As to his health, a subject which occupies the larger part of the volumes, it is evident that, though his nervous system was deranged, he was a complete hypochondriac. There is very little repining about the invalid conditions under which he lived; and it gradually dawned upon me that this was not because he had resolved to bear it in a stoical and courageous manner, but because his ill-health, seen through the rosy spectacles of the egotist, was a matter of pleasurable excitement to him; he complains a good deal of the peculiar sensations he experienced, and his broken nights, but with a solemn satisfaction in the whole experience. He never had to bear physical pain, and the worst evil from which he suffered was the boredom resulting from the way in which he had to try, or conceived that he had to try, to kill time without reading or working.

Of course one cannot help admiring the tenacious way in which he carried out his great work under unfavourable conditions. Yet there is something ridiculous in the picture of his rowing about in a boat on the Regent's Park Lake, with an amanuensis in the stern, dictating under the lee of an island until his sensations returned, and then rowing until they subsided again. As a hedonist, he distinctly calculated that his work gave the spice to his life, and that he would not have been so happy had he relinquished it. But there is nothing generous or noble about his standpoint; he liked writing and philosophising, and he preferred to do it even though it entailed a certain amount of invalidism, in the same spirit in which a man prefers to drink champagne with the prospect of suffering from the gout, rather than to renounce champagne and gout alike.

RECORDS PROVIDED
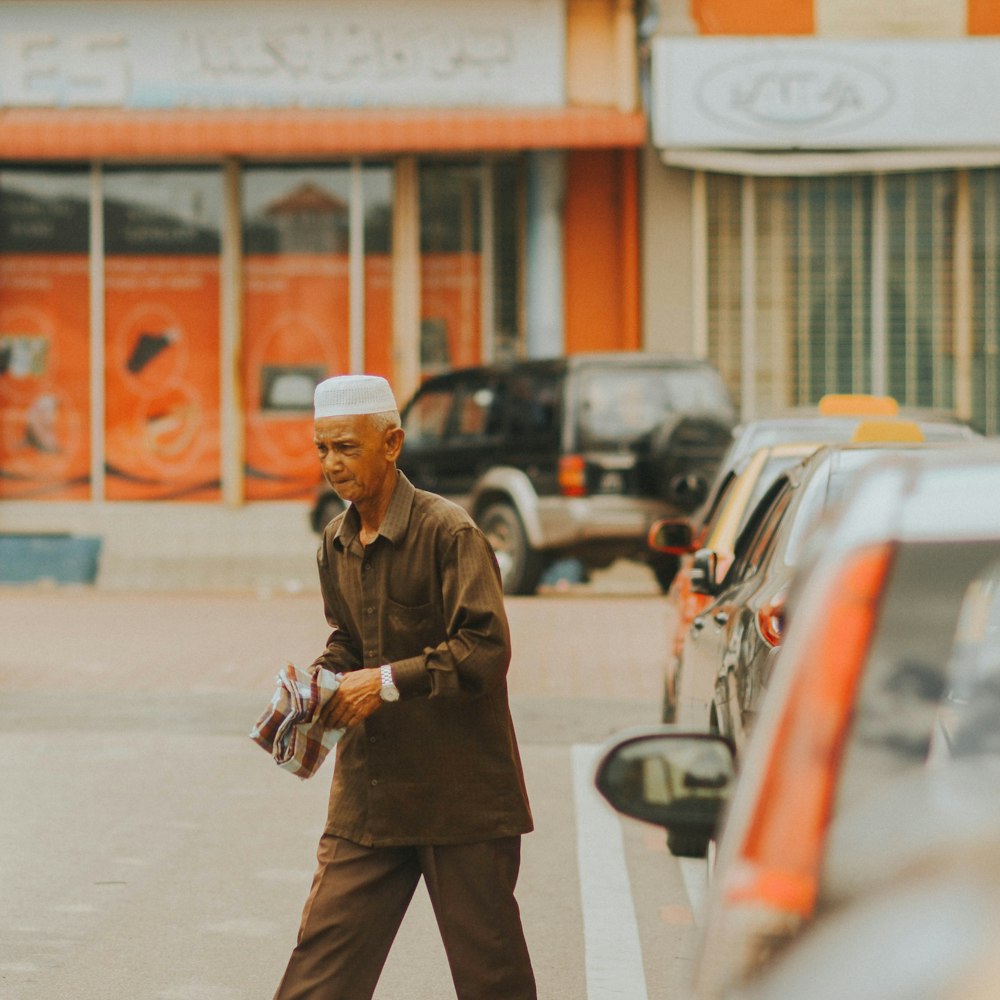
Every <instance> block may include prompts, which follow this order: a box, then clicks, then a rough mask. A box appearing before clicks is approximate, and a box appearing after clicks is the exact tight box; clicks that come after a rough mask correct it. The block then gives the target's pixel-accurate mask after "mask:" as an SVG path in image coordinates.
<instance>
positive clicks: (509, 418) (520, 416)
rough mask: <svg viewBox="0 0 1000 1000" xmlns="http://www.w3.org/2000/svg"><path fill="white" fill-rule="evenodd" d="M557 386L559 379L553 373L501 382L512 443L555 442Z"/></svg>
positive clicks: (556, 439) (519, 375)
mask: <svg viewBox="0 0 1000 1000" xmlns="http://www.w3.org/2000/svg"><path fill="white" fill-rule="evenodd" d="M560 386H561V379H560V376H559V375H558V374H557V373H555V372H524V373H521V374H517V375H512V376H511V377H510V378H508V379H506V380H505V381H504V383H503V388H504V395H505V399H504V404H505V409H506V411H507V417H508V434H509V436H510V439H511V440H512V441H522V440H524V439H525V438H528V439H532V440H538V439H539V438H543V439H546V440H551V441H553V442H555V441H557V440H558V437H559V409H560Z"/></svg>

BRIEF
Retype everything in the passage on the invalid philosopher from "As to his health, a" down to "reading or working.". The records come from a different source than the passage.

SOLUTION
As to his health, a subject which occupies the larger part of the volumes, it is evident that, though his nervous system was deranged, he was a complete hypochondriac. There is very little repining about the invalid conditions under which he lived; and it gradually dawned upon me that this was not because he had resolved to bear it in a stoical and courageous manner, but because his ill-health, seen through the rosy spectacles of the egotist, was a matter of pleasurable excitement to him; he complains a good deal of the peculiar sensations he experienced, and his broken nights, but with a solemn satisfaction in the whole experience. He never had to bear physical pain, and the worst evil from which he suffered was the boredom resulting from the way in which he had to try, or conceived that he had to try, to kill time without reading or working.